Parts of the exercise:
[A] According to the music reviews, what does the album title Bellatrix mean in English?
[B] Extend the music reviews by writing what comes next after their final sentence.

Document extract:
Eva Bartok are not a female solo artist, they are a trio from Wales named after the British-Hungarian actress who starred in the influential Italian film Blood And Black Lace.
Their self-titled four track EP is a blend of punk, metal and noise. It’s abrasive, angry and chaotic, with moments of melody evident on tracks like “Mexico.” Their lyrics address topics ranging from mental health to the dark side fallout of politics. It’s a brief album, clocking in at just over ten minutes, a promising introduction that should appeal to fans of bands like Converge and Glassjaw.
Frantic Amber – Bellatrix (GMR)
Bellatrix is the second album from the Swedish melodic death metal band Frantic Amber. The album title translates to “female warrior” in Latin, and is a concept record about warrior women throughout history.

Extracted entries:
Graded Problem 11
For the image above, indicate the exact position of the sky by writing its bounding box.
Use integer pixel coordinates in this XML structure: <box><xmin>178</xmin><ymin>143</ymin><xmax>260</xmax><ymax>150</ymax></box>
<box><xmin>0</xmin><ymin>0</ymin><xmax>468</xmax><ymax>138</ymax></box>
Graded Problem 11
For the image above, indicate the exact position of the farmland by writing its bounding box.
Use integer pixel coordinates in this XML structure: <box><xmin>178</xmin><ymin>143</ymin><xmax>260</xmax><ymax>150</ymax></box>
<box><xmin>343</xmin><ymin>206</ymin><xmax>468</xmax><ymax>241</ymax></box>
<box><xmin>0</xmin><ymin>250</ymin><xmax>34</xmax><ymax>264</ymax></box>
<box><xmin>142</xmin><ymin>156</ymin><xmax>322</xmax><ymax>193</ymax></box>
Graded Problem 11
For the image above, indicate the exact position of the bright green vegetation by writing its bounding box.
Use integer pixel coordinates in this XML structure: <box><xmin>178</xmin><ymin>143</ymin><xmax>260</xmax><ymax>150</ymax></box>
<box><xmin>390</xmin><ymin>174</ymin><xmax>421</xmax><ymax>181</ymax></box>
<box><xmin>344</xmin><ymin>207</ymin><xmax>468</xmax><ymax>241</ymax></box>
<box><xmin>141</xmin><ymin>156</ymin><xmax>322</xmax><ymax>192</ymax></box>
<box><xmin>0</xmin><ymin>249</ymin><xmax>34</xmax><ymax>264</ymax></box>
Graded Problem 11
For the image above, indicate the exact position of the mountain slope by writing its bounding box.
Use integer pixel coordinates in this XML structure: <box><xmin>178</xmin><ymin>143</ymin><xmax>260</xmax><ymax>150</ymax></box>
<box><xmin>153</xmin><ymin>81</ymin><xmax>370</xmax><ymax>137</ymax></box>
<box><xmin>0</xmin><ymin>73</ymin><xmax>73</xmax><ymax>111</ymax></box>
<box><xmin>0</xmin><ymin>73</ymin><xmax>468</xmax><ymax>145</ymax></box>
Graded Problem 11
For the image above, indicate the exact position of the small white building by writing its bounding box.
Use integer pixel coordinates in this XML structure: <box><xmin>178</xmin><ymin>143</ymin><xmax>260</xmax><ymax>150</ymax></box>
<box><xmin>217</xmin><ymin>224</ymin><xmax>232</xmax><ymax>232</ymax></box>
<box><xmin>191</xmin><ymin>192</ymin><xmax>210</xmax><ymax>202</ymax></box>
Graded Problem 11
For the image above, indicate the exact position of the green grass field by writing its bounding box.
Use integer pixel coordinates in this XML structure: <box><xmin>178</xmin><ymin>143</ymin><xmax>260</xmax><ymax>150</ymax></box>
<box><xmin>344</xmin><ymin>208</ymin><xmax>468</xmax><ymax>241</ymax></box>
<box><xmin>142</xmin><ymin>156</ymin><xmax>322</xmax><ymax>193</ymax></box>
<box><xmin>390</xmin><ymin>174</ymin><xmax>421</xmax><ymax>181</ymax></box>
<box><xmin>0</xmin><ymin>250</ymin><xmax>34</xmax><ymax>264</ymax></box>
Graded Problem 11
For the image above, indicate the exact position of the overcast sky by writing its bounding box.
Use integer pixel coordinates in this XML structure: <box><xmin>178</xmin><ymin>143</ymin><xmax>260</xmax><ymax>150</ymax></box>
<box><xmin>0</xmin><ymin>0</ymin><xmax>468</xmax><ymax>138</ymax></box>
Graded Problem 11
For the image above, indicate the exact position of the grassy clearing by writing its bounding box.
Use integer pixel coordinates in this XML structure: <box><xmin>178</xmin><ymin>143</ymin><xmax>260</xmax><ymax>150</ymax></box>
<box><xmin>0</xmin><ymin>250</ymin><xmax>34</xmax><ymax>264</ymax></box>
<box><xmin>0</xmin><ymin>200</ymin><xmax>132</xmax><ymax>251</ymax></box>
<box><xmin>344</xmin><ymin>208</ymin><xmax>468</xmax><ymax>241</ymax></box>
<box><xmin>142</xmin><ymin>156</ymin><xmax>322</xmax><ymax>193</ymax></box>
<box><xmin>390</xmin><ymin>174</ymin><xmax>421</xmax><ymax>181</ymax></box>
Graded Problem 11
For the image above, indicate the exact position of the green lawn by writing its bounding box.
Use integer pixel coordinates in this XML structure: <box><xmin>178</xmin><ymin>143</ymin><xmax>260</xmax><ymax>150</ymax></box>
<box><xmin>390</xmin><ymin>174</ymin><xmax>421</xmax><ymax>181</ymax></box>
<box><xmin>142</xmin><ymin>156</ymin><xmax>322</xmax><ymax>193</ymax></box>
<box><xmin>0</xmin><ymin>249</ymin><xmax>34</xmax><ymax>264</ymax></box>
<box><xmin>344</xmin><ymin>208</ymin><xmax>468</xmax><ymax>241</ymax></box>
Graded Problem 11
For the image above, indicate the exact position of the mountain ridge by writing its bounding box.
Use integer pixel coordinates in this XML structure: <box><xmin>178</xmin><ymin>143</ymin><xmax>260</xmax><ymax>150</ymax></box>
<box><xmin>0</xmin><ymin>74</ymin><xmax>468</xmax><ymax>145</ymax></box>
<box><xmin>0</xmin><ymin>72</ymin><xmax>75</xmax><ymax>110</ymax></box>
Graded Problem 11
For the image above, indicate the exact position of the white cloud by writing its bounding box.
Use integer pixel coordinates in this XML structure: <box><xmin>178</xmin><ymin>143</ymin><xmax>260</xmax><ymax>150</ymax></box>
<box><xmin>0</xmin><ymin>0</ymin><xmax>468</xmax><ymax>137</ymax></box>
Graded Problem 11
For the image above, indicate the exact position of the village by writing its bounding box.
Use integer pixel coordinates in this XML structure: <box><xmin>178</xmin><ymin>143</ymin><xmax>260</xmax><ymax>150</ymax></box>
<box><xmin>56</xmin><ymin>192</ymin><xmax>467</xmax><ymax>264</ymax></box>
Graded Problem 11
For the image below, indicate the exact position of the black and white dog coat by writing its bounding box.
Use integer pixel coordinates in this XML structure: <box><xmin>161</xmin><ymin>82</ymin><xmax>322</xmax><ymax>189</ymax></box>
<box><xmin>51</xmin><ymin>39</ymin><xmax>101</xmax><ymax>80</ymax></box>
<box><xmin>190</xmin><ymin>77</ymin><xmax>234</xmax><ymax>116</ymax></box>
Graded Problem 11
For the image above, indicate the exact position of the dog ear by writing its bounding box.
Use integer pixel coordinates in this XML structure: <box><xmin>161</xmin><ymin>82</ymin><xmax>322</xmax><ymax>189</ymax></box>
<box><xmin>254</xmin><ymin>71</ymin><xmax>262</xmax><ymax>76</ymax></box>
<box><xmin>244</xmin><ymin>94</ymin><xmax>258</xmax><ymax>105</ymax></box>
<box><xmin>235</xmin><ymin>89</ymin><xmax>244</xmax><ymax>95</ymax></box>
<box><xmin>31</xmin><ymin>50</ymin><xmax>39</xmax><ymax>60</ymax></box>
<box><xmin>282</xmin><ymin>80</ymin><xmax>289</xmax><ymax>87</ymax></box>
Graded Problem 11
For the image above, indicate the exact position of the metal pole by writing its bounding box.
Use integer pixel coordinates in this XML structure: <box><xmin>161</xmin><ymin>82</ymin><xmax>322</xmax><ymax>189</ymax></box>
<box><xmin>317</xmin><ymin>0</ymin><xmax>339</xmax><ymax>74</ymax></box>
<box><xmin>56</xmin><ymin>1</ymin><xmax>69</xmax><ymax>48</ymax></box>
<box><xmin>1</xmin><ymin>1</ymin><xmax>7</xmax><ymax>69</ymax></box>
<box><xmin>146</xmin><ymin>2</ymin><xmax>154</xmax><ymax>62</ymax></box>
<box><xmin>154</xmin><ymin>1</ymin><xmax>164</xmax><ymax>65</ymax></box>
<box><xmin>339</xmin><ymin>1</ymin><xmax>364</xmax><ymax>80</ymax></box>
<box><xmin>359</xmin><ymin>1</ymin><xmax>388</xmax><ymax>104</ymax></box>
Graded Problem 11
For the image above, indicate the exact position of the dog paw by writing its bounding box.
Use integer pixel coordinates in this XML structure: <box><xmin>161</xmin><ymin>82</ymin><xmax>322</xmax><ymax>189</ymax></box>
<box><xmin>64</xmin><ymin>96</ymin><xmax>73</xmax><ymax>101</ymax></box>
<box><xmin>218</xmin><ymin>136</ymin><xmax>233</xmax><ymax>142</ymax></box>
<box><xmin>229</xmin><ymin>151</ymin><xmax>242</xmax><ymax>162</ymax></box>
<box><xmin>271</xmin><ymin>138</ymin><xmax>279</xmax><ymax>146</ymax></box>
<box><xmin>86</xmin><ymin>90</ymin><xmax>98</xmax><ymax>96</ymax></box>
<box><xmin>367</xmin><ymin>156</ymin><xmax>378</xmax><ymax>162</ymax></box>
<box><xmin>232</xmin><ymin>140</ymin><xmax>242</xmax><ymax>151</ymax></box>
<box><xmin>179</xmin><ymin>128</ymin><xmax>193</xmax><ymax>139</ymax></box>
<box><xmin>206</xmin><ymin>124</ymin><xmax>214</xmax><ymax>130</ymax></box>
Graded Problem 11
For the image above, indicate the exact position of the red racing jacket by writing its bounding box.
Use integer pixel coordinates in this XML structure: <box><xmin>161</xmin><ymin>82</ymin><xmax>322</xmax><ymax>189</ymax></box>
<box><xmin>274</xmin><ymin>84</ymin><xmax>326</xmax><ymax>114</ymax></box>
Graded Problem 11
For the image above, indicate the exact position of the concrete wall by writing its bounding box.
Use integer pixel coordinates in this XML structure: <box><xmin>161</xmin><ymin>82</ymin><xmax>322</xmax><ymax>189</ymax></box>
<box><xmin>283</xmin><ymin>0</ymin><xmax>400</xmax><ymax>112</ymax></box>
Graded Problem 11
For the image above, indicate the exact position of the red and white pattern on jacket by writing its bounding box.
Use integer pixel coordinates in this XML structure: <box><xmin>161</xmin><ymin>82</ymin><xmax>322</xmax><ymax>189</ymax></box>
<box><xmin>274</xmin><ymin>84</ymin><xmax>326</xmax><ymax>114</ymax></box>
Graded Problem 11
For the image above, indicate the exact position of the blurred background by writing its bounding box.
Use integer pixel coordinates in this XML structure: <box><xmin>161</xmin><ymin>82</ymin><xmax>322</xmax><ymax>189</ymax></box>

Answers for the exercise:
[A] It means "female warrior."

[B]
Frantic Amber explore a variety of styles on the album. “Scorched Earth” is an intense, traditional death metal track, while melodic death is at the forefront of songs like “Lagartha.” The melody comes from the guitars, as Elizabeth Andrews’ vocals are harsh growls. The most unique song on the album is “Joshitai,” which features traditional Japanese music alongside metal as it tells the story of a female samurai. Atmospheric intros on several tracks provide some quieter moments before the brutality kicks in. The album ends with the cinematic “The Black Knight,” showing yet another side to a very versatile band.
Freedom Call – M.E.T.A.L. (SPV/Steamhammer)
The German power metal band Freedom Call are celebrating their 20th anniversary this year. Vocalist/guitarist Chris Bay is the lone remaining original member, with a couple of lineup changes on their tenth studio album M.E.T.A.L.
The band doesn’t stray far from its trademark sound of soaring choruses and melodic guitars. The title track is cheesy, but undeniably catchy as they are “standing tall for heavy metal.” The songs are rousing and upbeat, jam packed with singalong choruses and ample atmosphere. From the seafaring tale “Sail Away” to the invitation to “Fly With Us,” Bay’s potent vocals and the memorable songs make for a memorable journey, no matter your mode of transportation.
Helvetets Port – From Life To Death (High Roller)
Clad in leather and steel, Sweden’s Helvetets Port have returned from a 10 year layoff with their new album From Life To Death. These guys ooze ‘80s traditional heavy metal from their look all the way down to the band member names, like vocalist Witchfinder, bassist Inquisitor, and guitarist K. Lightning.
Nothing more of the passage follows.